(Collected data entries)

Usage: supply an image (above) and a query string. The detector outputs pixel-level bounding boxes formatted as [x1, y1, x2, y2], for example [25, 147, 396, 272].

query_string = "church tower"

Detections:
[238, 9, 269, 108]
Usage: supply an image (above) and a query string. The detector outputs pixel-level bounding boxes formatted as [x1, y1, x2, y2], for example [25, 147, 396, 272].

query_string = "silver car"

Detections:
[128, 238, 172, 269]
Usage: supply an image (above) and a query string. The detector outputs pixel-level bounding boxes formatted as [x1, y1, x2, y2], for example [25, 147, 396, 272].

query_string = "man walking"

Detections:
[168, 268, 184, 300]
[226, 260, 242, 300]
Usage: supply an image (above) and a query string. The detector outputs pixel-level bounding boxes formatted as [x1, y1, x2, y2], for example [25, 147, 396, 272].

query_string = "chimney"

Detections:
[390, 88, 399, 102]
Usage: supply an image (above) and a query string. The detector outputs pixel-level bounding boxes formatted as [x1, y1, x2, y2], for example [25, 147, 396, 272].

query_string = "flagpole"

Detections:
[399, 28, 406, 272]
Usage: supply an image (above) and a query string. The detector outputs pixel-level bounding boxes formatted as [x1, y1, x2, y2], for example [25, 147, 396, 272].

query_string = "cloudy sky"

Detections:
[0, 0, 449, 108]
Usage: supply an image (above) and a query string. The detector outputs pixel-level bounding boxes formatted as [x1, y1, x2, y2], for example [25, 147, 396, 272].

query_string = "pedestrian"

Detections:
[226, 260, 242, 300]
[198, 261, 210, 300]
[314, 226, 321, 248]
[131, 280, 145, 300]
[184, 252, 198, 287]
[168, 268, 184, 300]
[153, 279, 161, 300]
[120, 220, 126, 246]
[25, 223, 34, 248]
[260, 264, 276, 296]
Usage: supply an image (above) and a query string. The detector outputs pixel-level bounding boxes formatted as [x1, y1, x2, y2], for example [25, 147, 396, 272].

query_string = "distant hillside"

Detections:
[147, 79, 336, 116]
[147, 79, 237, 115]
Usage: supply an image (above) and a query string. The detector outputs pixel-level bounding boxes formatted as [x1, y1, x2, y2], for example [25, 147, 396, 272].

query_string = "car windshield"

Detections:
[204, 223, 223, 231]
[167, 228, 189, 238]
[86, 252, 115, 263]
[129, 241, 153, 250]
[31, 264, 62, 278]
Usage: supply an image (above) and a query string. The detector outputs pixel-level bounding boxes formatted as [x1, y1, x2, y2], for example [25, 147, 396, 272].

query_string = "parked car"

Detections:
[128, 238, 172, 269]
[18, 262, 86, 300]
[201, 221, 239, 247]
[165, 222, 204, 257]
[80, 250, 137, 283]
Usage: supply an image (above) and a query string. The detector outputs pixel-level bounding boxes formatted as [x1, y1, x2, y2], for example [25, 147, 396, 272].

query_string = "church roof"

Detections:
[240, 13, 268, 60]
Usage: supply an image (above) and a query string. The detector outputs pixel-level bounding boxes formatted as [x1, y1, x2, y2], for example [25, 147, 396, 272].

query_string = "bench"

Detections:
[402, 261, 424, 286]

* * *

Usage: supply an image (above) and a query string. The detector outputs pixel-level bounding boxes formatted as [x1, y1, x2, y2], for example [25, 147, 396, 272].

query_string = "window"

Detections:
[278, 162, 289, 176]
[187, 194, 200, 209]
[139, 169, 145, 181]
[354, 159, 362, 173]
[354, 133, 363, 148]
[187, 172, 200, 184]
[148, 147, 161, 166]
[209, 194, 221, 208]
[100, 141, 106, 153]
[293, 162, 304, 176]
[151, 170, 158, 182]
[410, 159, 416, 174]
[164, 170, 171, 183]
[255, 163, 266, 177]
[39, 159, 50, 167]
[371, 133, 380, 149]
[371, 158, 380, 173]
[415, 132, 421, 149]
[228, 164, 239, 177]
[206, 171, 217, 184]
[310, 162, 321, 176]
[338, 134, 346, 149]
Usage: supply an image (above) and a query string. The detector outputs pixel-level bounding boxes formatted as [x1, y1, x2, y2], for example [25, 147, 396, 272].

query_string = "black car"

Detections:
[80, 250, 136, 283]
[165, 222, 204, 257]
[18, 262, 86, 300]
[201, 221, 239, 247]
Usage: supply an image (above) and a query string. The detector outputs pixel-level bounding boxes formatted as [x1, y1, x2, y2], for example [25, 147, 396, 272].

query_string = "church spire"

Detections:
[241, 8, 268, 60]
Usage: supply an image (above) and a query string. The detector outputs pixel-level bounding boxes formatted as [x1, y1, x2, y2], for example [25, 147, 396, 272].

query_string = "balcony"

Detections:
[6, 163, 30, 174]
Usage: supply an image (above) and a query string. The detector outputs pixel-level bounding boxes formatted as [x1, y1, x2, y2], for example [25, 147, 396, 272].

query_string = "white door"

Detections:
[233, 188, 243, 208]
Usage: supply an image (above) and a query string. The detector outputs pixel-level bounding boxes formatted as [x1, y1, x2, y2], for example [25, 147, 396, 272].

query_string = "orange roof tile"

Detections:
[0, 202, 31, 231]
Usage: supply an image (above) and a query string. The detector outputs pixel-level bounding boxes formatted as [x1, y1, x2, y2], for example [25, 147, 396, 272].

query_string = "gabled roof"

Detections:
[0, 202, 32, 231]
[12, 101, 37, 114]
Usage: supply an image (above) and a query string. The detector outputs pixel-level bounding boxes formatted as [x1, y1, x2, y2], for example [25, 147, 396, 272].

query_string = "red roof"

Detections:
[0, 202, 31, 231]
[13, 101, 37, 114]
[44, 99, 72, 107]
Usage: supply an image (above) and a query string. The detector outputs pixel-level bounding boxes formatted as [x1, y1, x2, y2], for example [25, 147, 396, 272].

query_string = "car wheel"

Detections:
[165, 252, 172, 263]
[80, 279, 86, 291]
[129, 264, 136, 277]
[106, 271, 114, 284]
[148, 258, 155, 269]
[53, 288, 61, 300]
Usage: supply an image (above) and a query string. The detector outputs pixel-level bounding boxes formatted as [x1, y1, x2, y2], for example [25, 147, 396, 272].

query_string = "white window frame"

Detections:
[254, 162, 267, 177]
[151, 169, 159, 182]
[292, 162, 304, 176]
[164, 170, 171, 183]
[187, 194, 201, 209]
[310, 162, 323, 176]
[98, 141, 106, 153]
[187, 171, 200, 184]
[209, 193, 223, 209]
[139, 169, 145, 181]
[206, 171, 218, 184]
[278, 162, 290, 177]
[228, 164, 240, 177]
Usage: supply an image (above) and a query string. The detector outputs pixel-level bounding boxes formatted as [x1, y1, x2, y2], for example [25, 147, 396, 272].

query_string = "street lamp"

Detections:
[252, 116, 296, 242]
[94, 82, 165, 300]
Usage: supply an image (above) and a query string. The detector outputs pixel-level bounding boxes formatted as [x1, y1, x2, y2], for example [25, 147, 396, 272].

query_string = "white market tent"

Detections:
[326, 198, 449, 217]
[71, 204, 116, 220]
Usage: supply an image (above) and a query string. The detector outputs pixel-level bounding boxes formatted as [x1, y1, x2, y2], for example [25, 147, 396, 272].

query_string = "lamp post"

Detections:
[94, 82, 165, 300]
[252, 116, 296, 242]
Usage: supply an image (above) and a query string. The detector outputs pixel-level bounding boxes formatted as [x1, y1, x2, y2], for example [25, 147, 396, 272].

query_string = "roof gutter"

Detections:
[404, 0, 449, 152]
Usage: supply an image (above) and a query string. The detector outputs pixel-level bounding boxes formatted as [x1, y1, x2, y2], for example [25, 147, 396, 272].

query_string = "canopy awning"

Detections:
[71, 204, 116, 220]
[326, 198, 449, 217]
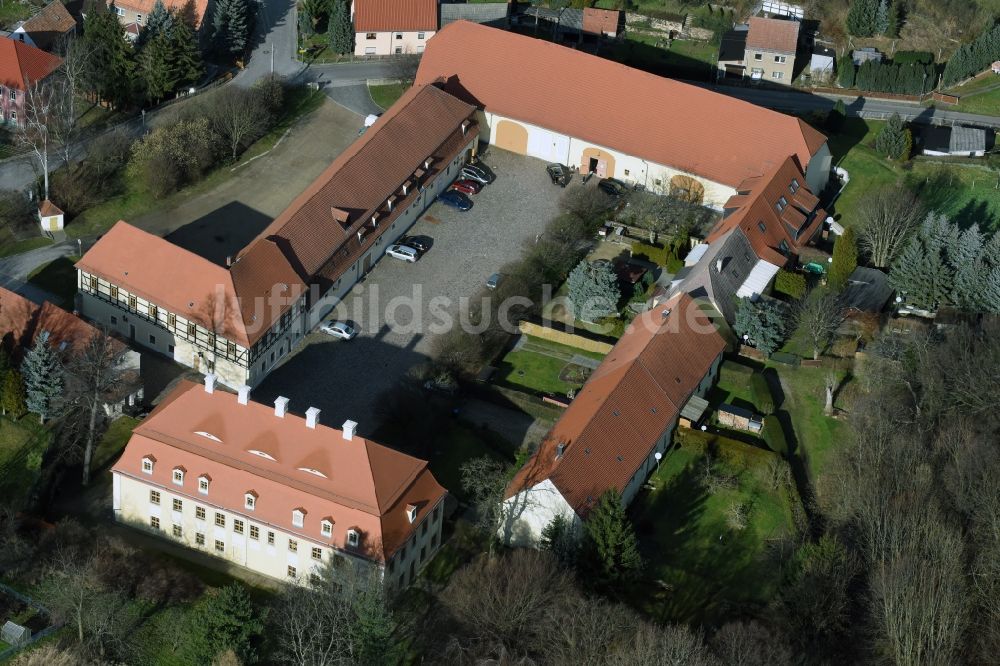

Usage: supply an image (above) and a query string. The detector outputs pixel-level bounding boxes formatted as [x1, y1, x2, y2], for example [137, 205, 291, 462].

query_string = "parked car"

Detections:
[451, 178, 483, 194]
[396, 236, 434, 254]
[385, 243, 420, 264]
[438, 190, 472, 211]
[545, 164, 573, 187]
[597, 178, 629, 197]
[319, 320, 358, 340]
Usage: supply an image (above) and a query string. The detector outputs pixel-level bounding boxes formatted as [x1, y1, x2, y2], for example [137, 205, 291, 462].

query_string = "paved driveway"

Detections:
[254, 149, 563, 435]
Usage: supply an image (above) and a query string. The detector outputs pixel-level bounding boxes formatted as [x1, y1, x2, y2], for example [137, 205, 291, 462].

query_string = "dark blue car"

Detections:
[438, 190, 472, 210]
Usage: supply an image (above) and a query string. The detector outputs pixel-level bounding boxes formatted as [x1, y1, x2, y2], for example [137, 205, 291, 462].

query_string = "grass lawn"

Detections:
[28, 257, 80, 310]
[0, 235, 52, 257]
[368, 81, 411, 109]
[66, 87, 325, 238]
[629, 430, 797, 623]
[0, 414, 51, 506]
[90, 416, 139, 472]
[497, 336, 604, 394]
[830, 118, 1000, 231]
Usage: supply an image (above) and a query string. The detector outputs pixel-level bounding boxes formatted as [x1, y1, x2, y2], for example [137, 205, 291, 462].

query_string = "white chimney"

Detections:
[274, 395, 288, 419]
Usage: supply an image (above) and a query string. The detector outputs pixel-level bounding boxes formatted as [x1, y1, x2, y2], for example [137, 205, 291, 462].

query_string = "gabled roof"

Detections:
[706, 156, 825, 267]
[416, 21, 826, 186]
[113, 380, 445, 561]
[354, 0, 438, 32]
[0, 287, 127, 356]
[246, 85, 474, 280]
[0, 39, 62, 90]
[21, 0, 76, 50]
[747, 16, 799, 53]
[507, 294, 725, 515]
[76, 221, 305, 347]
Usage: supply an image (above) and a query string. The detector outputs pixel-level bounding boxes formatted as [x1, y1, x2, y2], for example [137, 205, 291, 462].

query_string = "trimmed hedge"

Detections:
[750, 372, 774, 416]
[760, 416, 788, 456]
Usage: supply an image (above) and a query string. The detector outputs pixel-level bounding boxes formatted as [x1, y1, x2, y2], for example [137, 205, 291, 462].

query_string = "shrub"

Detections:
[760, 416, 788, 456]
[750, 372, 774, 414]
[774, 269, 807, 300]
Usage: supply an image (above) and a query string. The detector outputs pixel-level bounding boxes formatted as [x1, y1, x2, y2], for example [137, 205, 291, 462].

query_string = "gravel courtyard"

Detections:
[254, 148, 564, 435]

Exercise prompt:
Report each line above that contains the word "church", copying every such line in full.

Output of the task:
query_string = "church tower"
query_string = "church roof"
query_string = "church spire"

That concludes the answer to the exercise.